■ Description of the task ■
Convert every line of the listing below into a JSON list of strings, one string per line, leaving out any blank lines.

■ Data shown ■
--
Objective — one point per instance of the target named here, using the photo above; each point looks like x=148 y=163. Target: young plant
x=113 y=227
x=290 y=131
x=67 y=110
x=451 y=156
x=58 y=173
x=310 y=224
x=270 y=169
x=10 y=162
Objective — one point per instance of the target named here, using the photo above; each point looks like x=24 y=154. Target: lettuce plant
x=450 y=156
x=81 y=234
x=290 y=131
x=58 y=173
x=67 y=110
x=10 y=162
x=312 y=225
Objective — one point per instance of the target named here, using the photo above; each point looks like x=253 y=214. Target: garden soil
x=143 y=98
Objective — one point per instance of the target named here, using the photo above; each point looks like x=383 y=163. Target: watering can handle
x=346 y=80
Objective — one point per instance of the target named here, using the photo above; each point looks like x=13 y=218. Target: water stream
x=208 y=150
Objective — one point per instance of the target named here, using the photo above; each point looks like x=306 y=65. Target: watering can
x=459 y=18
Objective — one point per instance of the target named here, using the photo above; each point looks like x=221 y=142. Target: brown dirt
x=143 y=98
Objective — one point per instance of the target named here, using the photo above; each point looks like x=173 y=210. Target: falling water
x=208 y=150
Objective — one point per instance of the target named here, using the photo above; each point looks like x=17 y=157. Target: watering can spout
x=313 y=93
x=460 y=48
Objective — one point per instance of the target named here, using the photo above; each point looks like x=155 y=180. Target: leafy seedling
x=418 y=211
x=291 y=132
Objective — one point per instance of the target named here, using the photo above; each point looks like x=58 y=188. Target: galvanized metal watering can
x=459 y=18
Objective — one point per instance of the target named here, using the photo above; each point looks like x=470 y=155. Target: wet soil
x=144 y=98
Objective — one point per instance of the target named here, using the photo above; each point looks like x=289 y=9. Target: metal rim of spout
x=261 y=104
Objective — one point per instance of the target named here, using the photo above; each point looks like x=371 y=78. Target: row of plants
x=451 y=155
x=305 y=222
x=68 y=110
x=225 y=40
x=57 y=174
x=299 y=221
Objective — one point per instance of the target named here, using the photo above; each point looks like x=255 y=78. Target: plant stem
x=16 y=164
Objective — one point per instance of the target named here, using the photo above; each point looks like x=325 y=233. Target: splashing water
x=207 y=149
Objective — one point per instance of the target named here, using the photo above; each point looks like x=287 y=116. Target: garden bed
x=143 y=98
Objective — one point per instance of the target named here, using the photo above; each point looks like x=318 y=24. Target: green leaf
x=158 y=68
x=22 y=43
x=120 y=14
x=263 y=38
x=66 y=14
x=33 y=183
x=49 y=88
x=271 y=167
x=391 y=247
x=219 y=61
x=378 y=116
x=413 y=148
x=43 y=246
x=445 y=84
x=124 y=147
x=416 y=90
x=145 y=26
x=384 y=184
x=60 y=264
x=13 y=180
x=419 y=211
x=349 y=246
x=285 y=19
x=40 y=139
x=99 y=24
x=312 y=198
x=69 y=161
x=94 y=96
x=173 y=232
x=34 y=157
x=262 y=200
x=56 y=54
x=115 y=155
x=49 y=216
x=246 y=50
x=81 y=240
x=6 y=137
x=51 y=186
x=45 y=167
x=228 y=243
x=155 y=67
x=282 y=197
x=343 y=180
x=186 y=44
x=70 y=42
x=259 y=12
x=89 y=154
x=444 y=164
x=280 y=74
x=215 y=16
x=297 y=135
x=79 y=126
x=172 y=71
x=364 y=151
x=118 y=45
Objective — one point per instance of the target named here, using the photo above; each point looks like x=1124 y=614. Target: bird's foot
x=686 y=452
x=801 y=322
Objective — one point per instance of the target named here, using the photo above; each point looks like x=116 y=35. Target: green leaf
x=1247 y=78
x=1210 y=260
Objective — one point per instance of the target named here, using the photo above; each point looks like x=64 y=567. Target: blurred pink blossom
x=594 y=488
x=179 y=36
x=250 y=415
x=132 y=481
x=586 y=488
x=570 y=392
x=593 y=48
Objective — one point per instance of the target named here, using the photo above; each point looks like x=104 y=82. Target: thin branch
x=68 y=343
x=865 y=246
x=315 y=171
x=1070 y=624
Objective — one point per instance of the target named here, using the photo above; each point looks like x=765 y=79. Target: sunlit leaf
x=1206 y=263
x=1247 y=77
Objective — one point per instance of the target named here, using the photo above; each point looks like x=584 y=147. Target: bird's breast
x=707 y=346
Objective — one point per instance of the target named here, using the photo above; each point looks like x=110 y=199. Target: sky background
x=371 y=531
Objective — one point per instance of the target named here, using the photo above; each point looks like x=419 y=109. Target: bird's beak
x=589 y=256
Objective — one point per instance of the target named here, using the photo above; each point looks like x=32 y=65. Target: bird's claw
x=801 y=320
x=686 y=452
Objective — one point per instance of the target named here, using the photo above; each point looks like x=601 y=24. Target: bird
--
■ Full solution ■
[
  "Objective — one point per instance of the target named here, using the photo above; each point looks like x=148 y=163. Target: young plant",
  "x=113 y=227",
  "x=290 y=131",
  "x=67 y=110",
  "x=451 y=156",
  "x=58 y=173",
  "x=310 y=224",
  "x=270 y=169",
  "x=10 y=162",
  "Objective — one point per instance of the target named here, using the photo above; each point looks like x=24 y=154. Target: lettuce plant",
  "x=450 y=156",
  "x=81 y=234",
  "x=290 y=131",
  "x=58 y=173",
  "x=67 y=110",
  "x=10 y=162",
  "x=312 y=225",
  "Objective — one point per instance of the target named here, using the photo above; each point looks like x=253 y=214. Target: garden soil",
  "x=143 y=98",
  "Objective — one point per instance of the target named here, using the photo above; each point looks like x=383 y=163. Target: watering can handle",
  "x=346 y=80",
  "Objective — one point per instance of the target named here, using the photo above; each point looks like x=13 y=218. Target: water stream",
  "x=208 y=150",
  "Objective — one point per instance of the target named here, using the photo above; each point looks like x=306 y=65. Target: watering can",
  "x=459 y=18",
  "Objective — one point per instance of the target named here, using the photo above; each point looks like x=221 y=142. Target: brown dirt",
  "x=143 y=98",
  "Objective — one point per instance of the target named here, using the photo above; each point looks like x=173 y=210. Target: falling water",
  "x=208 y=150",
  "Objective — one point per instance of the target named here, using the photo above; each point looks like x=17 y=157. Target: watering can spout",
  "x=313 y=93",
  "x=460 y=48",
  "Objective — one point per instance of the target named here, using the photo above; each point looks like x=155 y=180. Target: leafy seedling",
  "x=418 y=211",
  "x=291 y=132",
  "Objective — one point per instance of the target named here, using the photo above; each point looks like x=58 y=188. Target: galvanized metal watering can",
  "x=459 y=18",
  "Objective — one point per instance of the target named here, using the photo above; each point looks like x=470 y=155. Target: wet soil",
  "x=144 y=98",
  "Objective — one point per instance of the target named here, using the photo above; each point looks like x=289 y=9. Target: metal rim of spout",
  "x=261 y=104",
  "Objective — one point per instance of the target named here, using the photo above; each point looks like x=371 y=78. Target: row of plants",
  "x=451 y=155",
  "x=305 y=222",
  "x=68 y=110",
  "x=225 y=40",
  "x=57 y=174",
  "x=299 y=221",
  "Objective — one point per instance of the target named here, using the photo above; each point looks like x=255 y=78. Target: plant stem",
  "x=16 y=164",
  "Objective — one point per instance of the target named here, using the photo above; each point looks like x=325 y=233. Target: splashing water",
  "x=207 y=149",
  "Objective — one point per instance of the target named here, using the photo above; each point looks like x=287 y=116. Target: garden bed",
  "x=143 y=98",
  "Objective — one point per instance of the target named here, using the photo above; each point looks like x=318 y=24. Target: green leaf",
  "x=158 y=68",
  "x=22 y=43",
  "x=120 y=14",
  "x=263 y=38",
  "x=66 y=14",
  "x=33 y=183",
  "x=49 y=88",
  "x=271 y=167",
  "x=391 y=247",
  "x=219 y=61",
  "x=378 y=116",
  "x=413 y=148",
  "x=43 y=246",
  "x=445 y=84",
  "x=124 y=147",
  "x=416 y=90",
  "x=145 y=26",
  "x=384 y=184",
  "x=60 y=264",
  "x=13 y=180",
  "x=419 y=211",
  "x=349 y=246",
  "x=285 y=19",
  "x=40 y=139",
  "x=99 y=24",
  "x=312 y=198",
  "x=69 y=161",
  "x=94 y=96",
  "x=173 y=232",
  "x=34 y=157",
  "x=262 y=200",
  "x=56 y=54",
  "x=115 y=155",
  "x=49 y=216",
  "x=246 y=50",
  "x=81 y=240",
  "x=6 y=137",
  "x=51 y=186",
  "x=45 y=167",
  "x=228 y=243",
  "x=155 y=67",
  "x=282 y=197",
  "x=343 y=180",
  "x=186 y=44",
  "x=70 y=42",
  "x=259 y=12",
  "x=89 y=154",
  "x=444 y=164",
  "x=280 y=74",
  "x=215 y=16",
  "x=297 y=135",
  "x=79 y=126",
  "x=172 y=71",
  "x=364 y=151",
  "x=118 y=45",
  "Objective — one point per instance of the target named here, using the photo above; each point looks like x=1124 y=614. Target: bird's foot",
  "x=686 y=452",
  "x=801 y=322",
  "Objective — one point per instance of the target named here, using the photo above; each point looks like x=116 y=35. Target: green leaf",
  "x=1247 y=78",
  "x=1210 y=260",
  "Objective — one point per instance of the target named here, using the photo above; each point looks like x=64 y=567. Target: blurred pink blossom",
  "x=594 y=488",
  "x=179 y=36",
  "x=250 y=415",
  "x=132 y=481",
  "x=586 y=488",
  "x=570 y=392",
  "x=593 y=48",
  "Objective — one point per instance of the target named here, using the photo above; each point looks like x=104 y=82. Target: thin branch",
  "x=68 y=343",
  "x=865 y=246",
  "x=315 y=171",
  "x=1070 y=624",
  "Objective — one point per instance of the target named here, using the photo above; each point looks like x=765 y=79. Target: sunlit leaf",
  "x=1206 y=263",
  "x=1247 y=77",
  "Objective — one point per instance of the target named here, using the photo above; each point looks like x=584 y=147. Target: bird's breast",
  "x=707 y=346",
  "Objective — one point per instance of the target named here, using the photo above; each point looks like x=110 y=199. Target: sky background",
  "x=371 y=531",
  "Objective — one point per instance of the target named here, using the photo above; each point looks like x=419 y=109. Target: bird's beak",
  "x=589 y=256",
  "Objective — one point per instance of the target named here, using the photo above; each point looks like x=32 y=65. Target: bird's claw",
  "x=801 y=320",
  "x=686 y=452",
  "Objective — one point per instance of the target named here, using the photo above; each point looks like x=601 y=24. Target: bird"
]